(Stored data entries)
|---|
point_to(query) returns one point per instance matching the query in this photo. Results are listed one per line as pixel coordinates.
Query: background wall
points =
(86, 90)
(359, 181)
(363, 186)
|---|
_About this exercise:_ Please copy the data above in its entirety, exactly as written.

_Answer to this problem:_
point_to(query) returns one point per instance matching the query in this photo. Results are listed one per line as pixel coordinates.
Query: background wall
points =
(86, 90)
(359, 181)
(363, 186)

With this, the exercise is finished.